(begin)

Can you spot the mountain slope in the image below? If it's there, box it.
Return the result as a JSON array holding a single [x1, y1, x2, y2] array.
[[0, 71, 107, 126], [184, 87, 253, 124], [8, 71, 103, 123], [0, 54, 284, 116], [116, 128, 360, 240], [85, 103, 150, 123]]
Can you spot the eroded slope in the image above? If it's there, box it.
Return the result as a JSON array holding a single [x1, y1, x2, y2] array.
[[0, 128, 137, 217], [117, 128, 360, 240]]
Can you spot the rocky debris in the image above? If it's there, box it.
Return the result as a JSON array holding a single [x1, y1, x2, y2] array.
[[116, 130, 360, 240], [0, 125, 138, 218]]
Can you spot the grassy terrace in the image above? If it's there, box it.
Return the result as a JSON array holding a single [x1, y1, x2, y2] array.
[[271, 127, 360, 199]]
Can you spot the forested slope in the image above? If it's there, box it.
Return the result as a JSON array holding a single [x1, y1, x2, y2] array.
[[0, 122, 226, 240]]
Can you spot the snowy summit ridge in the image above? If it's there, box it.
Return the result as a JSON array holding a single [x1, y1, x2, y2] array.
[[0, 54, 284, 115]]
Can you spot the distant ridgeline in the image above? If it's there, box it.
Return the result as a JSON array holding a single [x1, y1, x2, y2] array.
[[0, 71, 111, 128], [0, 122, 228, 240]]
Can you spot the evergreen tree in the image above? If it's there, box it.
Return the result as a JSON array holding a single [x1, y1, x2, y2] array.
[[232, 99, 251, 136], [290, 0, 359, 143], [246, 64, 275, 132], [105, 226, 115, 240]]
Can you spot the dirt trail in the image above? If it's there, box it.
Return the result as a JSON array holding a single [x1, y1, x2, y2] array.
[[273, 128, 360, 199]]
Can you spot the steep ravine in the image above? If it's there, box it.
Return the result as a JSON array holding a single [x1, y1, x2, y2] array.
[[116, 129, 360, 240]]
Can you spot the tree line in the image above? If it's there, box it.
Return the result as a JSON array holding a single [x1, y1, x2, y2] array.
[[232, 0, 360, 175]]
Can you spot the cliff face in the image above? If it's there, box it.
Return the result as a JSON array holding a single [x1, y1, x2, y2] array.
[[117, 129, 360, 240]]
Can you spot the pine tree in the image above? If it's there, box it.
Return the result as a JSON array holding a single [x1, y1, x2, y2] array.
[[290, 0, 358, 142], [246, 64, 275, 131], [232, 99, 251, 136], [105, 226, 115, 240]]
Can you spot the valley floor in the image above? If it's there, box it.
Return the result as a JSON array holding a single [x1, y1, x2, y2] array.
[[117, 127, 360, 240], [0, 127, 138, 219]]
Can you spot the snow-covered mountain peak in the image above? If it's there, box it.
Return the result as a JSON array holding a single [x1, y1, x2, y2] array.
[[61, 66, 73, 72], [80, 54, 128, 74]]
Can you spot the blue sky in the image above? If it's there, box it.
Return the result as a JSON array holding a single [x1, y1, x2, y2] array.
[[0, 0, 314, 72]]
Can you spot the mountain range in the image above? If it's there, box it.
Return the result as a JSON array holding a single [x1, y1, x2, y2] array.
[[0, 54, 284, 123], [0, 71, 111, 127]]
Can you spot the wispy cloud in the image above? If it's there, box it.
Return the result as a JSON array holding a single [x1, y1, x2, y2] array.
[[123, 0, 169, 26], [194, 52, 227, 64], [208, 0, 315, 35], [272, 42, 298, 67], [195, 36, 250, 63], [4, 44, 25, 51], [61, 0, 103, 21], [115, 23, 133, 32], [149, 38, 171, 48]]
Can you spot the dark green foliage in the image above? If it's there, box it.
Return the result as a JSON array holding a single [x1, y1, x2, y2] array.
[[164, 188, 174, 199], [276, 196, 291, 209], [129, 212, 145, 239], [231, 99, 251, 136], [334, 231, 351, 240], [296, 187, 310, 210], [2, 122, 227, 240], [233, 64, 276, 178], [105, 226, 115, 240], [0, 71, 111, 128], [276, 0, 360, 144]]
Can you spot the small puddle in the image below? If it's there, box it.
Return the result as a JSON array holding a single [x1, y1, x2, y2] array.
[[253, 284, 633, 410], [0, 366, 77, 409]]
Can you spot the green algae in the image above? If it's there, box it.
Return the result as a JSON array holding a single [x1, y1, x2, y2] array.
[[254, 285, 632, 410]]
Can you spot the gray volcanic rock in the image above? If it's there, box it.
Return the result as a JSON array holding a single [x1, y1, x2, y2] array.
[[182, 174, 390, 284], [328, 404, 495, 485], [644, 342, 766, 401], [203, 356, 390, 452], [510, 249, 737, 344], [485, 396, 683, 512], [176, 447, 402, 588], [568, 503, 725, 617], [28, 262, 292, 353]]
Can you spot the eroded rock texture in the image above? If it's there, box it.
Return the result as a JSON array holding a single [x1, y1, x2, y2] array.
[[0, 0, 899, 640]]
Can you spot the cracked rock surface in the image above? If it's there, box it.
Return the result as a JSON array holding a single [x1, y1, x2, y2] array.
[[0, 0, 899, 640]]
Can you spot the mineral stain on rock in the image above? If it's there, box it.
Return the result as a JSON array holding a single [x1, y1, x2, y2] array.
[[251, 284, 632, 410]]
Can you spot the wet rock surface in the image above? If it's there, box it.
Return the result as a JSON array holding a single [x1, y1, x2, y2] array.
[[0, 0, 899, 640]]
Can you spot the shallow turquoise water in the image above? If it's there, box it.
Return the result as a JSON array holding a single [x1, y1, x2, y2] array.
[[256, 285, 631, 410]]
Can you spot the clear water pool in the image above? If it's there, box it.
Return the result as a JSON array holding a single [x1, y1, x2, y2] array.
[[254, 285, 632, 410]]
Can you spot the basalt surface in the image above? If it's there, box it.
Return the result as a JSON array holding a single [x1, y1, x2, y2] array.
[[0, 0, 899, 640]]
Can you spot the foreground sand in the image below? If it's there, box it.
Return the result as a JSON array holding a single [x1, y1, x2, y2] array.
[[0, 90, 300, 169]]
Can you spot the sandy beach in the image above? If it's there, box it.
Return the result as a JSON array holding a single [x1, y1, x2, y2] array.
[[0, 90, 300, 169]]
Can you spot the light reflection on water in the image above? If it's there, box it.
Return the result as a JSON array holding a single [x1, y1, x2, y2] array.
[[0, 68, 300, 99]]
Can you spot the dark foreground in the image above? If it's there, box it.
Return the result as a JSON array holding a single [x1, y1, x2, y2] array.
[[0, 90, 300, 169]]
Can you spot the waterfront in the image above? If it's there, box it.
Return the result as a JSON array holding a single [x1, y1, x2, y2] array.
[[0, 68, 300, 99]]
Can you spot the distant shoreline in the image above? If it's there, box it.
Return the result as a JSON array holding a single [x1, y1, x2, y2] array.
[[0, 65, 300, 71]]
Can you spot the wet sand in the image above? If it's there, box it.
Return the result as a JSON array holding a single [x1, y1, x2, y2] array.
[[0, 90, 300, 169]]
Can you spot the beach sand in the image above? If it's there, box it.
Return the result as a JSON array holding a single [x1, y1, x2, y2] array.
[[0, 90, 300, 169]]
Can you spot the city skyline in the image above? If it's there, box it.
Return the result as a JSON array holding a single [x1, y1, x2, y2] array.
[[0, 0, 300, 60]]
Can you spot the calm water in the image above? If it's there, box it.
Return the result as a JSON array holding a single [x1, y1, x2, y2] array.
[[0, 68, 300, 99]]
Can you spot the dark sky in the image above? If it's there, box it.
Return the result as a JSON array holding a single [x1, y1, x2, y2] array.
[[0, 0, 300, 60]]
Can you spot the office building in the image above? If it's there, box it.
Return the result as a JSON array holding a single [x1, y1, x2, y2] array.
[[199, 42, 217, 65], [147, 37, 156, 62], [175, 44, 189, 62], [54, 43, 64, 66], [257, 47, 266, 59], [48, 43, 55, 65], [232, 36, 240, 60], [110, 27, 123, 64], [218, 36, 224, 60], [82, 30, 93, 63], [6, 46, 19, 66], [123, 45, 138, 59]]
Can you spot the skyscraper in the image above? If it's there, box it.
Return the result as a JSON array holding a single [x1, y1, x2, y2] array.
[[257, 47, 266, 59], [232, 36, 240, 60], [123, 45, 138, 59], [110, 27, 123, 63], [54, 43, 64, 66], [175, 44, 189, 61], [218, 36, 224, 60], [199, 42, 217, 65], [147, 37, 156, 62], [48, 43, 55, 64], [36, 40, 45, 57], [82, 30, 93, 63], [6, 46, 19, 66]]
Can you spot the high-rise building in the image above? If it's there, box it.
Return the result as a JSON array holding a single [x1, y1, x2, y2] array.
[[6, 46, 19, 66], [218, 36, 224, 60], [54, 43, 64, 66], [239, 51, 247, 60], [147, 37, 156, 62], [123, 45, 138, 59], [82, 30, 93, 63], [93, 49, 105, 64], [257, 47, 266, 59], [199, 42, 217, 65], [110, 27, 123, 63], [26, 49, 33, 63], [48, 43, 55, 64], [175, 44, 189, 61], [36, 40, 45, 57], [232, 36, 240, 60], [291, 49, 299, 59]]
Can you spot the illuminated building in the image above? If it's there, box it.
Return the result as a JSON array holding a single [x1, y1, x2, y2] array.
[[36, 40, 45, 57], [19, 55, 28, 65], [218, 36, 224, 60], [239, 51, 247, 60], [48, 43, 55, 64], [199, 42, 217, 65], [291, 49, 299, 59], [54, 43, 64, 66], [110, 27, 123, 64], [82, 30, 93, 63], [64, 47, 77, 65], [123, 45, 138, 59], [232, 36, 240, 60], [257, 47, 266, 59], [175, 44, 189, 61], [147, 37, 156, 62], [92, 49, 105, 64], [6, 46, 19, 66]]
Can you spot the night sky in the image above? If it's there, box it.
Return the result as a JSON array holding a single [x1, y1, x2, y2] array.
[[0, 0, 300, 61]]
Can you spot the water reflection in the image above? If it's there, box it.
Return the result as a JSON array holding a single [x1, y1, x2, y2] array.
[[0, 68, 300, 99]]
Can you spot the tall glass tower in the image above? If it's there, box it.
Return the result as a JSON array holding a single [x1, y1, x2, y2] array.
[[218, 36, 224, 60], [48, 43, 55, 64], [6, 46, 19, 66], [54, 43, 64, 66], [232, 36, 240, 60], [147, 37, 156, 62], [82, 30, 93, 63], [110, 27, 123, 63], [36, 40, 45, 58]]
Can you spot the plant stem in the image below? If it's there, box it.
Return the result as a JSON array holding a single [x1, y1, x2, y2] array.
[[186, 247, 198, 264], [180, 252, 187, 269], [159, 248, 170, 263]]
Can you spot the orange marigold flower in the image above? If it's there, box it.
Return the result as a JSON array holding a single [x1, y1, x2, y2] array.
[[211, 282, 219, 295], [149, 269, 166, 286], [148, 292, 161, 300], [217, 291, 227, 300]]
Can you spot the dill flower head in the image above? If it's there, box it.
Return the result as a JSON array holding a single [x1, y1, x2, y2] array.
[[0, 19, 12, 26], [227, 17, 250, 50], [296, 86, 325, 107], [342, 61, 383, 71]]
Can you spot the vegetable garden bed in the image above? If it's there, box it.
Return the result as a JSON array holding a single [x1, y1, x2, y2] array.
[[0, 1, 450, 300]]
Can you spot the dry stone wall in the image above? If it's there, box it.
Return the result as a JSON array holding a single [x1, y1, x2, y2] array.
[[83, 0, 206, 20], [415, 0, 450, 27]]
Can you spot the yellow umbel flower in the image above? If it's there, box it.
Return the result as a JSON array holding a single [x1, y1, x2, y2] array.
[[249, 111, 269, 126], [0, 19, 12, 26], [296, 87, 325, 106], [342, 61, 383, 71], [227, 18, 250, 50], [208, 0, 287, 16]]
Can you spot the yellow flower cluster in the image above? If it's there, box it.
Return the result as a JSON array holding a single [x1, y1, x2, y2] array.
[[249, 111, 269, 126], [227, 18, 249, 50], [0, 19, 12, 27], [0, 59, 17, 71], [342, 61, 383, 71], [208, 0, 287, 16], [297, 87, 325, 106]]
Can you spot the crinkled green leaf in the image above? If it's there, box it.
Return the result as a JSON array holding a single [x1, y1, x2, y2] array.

(end)

**What you have to do:**
Copy out every line from the one containing "Can you spot the skyscraper" down to the one containing "63], [6, 46, 19, 66]]", both included, without any change.

**Answer to the task:**
Can you spot the skyscraper in the image above? If it's there, box it.
Return the result as a JSON array holding a single [x1, y1, x2, y2] array.
[[257, 47, 266, 59], [232, 36, 240, 60], [123, 45, 138, 59], [110, 27, 123, 63], [54, 43, 64, 66], [175, 44, 189, 61], [218, 36, 224, 60], [199, 42, 217, 65], [147, 37, 156, 62], [48, 43, 55, 64], [36, 40, 45, 57], [82, 30, 93, 63], [6, 46, 19, 66]]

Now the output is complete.